Your task: Copy every line in the rows below that contains the word "distant".

Records for the exercise:
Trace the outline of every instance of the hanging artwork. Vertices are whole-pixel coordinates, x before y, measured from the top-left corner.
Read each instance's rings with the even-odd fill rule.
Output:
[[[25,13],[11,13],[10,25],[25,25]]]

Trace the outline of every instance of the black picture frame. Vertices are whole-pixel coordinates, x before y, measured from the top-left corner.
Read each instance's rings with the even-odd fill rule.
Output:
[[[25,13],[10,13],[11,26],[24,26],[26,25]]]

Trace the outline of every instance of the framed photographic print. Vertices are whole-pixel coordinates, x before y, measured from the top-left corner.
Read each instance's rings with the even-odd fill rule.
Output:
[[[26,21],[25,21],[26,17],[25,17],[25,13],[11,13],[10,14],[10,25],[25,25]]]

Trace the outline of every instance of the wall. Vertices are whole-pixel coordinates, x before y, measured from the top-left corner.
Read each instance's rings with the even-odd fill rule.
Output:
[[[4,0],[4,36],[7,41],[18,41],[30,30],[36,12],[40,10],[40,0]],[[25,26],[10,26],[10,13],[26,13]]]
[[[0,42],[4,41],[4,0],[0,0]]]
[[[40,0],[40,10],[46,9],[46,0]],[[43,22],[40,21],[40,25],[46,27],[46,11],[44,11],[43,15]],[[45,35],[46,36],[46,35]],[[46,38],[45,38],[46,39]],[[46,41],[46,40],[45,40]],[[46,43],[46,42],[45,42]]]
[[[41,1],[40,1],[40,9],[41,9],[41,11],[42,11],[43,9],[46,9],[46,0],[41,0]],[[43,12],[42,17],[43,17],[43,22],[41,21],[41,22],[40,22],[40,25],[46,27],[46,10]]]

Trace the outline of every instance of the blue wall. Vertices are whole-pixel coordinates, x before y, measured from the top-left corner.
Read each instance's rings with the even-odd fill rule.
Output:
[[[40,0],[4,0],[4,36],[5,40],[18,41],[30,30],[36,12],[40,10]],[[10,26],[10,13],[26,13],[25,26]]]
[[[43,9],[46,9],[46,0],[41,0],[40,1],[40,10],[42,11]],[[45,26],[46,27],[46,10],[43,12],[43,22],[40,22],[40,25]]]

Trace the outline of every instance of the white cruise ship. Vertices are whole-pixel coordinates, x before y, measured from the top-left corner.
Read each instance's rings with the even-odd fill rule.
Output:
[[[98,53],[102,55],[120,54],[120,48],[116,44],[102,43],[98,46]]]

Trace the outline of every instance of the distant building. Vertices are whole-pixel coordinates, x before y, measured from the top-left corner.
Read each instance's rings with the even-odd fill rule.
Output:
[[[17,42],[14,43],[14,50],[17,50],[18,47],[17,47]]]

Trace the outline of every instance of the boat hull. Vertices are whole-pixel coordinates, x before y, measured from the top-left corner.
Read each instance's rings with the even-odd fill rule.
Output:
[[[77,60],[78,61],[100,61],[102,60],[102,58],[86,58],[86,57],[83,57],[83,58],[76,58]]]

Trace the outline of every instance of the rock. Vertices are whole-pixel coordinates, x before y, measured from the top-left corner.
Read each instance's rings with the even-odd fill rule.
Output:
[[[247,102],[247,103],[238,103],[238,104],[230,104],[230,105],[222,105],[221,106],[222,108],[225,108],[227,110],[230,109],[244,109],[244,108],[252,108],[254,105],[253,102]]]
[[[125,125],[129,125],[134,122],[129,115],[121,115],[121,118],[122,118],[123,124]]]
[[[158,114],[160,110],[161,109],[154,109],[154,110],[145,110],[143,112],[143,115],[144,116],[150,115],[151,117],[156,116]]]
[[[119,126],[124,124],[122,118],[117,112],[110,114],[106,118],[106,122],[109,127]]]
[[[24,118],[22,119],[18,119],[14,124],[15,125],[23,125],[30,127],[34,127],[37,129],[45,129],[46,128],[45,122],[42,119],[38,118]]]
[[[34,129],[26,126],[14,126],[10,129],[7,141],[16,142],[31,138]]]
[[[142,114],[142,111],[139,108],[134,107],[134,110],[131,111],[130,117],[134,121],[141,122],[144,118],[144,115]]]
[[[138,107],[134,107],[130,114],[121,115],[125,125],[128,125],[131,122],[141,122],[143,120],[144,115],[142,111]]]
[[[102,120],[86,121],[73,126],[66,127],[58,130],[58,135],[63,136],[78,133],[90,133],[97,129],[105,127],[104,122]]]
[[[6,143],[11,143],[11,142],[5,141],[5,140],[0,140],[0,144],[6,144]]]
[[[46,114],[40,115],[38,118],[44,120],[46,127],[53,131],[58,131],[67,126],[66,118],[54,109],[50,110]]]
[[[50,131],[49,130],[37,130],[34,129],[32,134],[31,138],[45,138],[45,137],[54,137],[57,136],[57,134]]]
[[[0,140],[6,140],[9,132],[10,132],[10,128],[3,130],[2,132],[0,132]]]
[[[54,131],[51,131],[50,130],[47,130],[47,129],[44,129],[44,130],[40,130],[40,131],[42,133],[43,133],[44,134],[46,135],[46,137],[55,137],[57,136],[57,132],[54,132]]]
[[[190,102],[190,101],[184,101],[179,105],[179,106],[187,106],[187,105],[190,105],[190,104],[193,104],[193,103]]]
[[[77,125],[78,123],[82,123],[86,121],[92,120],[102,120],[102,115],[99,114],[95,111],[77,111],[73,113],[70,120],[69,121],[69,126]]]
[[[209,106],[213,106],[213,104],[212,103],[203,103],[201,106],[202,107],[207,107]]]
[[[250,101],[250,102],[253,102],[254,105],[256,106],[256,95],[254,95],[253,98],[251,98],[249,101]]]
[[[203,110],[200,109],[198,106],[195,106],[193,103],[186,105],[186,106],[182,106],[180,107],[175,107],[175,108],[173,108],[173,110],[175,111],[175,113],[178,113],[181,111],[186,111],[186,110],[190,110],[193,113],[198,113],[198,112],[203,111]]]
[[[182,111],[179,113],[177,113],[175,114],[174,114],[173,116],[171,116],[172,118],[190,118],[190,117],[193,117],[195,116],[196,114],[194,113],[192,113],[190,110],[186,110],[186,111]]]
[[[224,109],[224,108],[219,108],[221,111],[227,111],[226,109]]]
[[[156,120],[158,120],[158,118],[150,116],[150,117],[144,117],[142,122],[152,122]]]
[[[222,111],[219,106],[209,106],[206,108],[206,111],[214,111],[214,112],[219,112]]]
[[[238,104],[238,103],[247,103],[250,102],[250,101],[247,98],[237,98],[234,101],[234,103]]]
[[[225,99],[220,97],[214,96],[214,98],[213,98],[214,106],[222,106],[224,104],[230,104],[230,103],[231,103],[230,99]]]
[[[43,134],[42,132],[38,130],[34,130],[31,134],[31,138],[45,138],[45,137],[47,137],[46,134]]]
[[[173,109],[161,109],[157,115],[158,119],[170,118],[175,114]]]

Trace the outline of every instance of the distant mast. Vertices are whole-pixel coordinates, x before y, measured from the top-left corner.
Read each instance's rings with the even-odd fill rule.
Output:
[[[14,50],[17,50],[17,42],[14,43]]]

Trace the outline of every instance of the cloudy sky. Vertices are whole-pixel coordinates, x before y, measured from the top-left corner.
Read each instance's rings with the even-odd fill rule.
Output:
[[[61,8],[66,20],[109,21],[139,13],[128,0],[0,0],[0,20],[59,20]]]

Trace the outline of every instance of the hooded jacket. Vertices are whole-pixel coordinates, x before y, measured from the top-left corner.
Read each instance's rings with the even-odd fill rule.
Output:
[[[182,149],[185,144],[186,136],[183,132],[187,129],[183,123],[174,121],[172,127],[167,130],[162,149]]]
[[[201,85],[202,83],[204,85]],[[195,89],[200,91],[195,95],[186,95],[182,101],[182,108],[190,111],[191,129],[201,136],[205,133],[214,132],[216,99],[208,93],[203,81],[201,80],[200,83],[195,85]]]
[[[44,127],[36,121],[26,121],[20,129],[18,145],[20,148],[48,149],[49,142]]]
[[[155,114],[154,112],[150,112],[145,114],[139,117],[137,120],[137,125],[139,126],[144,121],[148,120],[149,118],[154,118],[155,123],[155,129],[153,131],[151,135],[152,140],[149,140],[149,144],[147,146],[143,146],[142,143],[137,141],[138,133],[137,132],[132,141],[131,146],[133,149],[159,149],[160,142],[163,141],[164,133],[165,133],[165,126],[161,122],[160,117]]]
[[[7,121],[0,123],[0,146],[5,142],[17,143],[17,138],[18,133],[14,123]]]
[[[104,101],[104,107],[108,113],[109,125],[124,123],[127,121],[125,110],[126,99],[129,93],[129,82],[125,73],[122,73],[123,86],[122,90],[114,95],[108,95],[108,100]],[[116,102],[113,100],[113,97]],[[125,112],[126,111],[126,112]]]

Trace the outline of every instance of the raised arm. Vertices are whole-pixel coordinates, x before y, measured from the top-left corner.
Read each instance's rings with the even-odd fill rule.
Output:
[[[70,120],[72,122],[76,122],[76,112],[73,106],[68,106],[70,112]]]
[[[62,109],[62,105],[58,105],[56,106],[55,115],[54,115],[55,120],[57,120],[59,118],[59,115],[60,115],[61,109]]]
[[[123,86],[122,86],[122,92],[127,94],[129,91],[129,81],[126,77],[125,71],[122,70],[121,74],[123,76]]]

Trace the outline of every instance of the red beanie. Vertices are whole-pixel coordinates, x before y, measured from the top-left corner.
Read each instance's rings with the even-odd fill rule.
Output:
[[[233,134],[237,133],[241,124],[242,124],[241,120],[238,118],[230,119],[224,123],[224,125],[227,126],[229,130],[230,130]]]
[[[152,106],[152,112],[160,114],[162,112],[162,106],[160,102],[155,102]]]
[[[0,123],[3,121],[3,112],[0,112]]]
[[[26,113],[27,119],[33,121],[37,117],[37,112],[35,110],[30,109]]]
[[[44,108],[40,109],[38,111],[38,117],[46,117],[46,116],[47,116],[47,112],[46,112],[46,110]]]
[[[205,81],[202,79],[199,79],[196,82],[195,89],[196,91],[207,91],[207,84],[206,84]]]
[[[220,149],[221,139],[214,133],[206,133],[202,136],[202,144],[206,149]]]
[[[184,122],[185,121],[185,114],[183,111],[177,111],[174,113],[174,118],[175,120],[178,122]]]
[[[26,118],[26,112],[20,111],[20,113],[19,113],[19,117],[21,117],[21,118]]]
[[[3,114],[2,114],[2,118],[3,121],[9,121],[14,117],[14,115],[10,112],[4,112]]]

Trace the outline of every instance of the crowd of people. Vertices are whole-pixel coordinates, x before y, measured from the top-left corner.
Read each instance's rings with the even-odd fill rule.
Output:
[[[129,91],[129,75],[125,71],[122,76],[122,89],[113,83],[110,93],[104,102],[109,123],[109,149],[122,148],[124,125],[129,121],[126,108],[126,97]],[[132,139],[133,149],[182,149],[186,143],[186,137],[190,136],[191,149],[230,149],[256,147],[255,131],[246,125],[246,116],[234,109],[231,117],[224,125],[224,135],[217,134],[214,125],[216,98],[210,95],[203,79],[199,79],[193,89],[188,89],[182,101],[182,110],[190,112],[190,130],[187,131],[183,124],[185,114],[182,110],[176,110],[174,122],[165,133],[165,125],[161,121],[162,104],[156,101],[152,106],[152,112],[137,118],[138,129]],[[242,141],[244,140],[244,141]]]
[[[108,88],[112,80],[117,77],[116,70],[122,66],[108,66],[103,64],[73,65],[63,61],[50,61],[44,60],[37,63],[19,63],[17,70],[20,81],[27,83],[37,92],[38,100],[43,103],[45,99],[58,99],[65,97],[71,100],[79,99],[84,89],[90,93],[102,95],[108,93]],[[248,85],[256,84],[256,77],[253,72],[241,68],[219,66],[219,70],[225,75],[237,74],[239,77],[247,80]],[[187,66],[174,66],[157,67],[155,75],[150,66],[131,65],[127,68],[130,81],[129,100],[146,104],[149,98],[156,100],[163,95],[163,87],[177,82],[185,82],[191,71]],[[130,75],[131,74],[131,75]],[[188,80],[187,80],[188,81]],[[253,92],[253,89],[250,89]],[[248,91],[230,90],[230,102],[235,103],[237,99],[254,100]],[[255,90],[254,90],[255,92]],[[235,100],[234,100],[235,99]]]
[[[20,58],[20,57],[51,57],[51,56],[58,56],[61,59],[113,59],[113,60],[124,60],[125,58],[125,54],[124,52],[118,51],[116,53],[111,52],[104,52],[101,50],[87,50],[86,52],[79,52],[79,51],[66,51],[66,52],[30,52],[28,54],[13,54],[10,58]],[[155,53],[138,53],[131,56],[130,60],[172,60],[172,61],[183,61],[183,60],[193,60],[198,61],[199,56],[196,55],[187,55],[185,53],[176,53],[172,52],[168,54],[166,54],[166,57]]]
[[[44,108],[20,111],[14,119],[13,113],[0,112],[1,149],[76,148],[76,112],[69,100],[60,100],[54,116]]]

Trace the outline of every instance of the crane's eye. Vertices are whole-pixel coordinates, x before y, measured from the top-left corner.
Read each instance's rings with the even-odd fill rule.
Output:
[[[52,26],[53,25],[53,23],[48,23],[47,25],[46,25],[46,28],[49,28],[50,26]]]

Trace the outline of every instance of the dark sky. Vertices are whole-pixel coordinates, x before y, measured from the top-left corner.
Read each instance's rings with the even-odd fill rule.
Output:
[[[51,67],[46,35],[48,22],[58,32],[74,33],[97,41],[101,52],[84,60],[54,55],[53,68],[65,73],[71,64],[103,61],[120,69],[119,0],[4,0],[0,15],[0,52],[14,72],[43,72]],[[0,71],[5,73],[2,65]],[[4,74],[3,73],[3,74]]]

Answer to the exercise:
Trace the outline of every instance of the distant building. Vertices are whole-pixel coordinates, x before y, measured from the top-left corner.
Trace the outline of every instance of the distant mast. Vertices are whole-pixel coordinates, x before y, measured from the top-left corner.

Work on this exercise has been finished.